Requirement →
Taking the line that contains "Query: weathered blue-grey" as the first, copy exactly every line through the last line of the records, and nothing else.

[Dataset entries]
··········
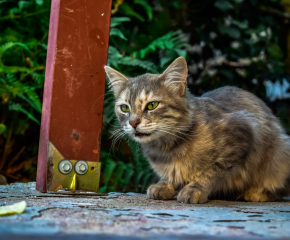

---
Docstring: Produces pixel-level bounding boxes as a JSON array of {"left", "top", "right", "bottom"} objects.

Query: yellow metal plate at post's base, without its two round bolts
[{"left": 47, "top": 142, "right": 101, "bottom": 192}]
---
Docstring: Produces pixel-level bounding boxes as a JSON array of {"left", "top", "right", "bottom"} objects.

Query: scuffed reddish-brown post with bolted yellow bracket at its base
[{"left": 36, "top": 0, "right": 111, "bottom": 192}]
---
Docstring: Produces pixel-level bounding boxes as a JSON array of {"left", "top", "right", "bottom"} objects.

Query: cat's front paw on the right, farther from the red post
[{"left": 177, "top": 185, "right": 208, "bottom": 203}]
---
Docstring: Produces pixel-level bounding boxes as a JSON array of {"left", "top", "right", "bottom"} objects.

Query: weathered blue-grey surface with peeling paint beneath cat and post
[{"left": 0, "top": 183, "right": 290, "bottom": 240}]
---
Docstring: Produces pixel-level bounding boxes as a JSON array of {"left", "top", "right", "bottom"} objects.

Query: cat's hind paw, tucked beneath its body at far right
[{"left": 244, "top": 188, "right": 276, "bottom": 202}]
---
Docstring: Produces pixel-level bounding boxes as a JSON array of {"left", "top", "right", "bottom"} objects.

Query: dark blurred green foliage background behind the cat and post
[{"left": 0, "top": 0, "right": 290, "bottom": 192}]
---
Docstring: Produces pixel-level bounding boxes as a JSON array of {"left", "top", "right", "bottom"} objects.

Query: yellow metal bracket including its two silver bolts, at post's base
[{"left": 47, "top": 142, "right": 101, "bottom": 195}]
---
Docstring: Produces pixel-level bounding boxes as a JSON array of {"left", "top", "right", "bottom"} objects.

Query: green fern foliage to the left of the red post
[{"left": 0, "top": 0, "right": 50, "bottom": 181}]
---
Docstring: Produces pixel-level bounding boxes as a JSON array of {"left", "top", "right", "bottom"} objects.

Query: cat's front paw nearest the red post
[{"left": 147, "top": 181, "right": 177, "bottom": 200}]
··········
Written answer →
Query: weathered blue-grey surface with peeling paint beneath cat and post
[{"left": 0, "top": 183, "right": 290, "bottom": 240}]
---
Docstring: Produces pixel-level bounding boxes as a JSON array of {"left", "top", "right", "bottom"} objects.

Query: cat's hind paw, tucked beneath its body at far right
[{"left": 244, "top": 188, "right": 276, "bottom": 202}]
---
Docstring: Produces pixel-level bounding boxes as a JSON array of {"left", "top", "right", "bottom"} objects.

Query: dark blurred green foliage background behind the cat and post
[{"left": 0, "top": 0, "right": 290, "bottom": 192}]
---
Docstring: Produces pixel-level bounding boxes as a JSON array of {"left", "top", "right", "bottom"} objects.

Query: yellow metal bracket including its two silver bolts, at post's base
[{"left": 47, "top": 142, "right": 101, "bottom": 195}]
---
Docstring: Produces pixel-level bounding boxes as a JSON array of {"left", "top", "right", "bottom"} objects.

Query: green fern foliage to the left of the red post
[{"left": 0, "top": 0, "right": 50, "bottom": 181}]
---
Docstring: Produces pixel-level bounding boxes as a JSON array of {"left", "top", "right", "bottom"} objects.

Query: cat's front paw nearest the red post
[{"left": 147, "top": 181, "right": 177, "bottom": 200}]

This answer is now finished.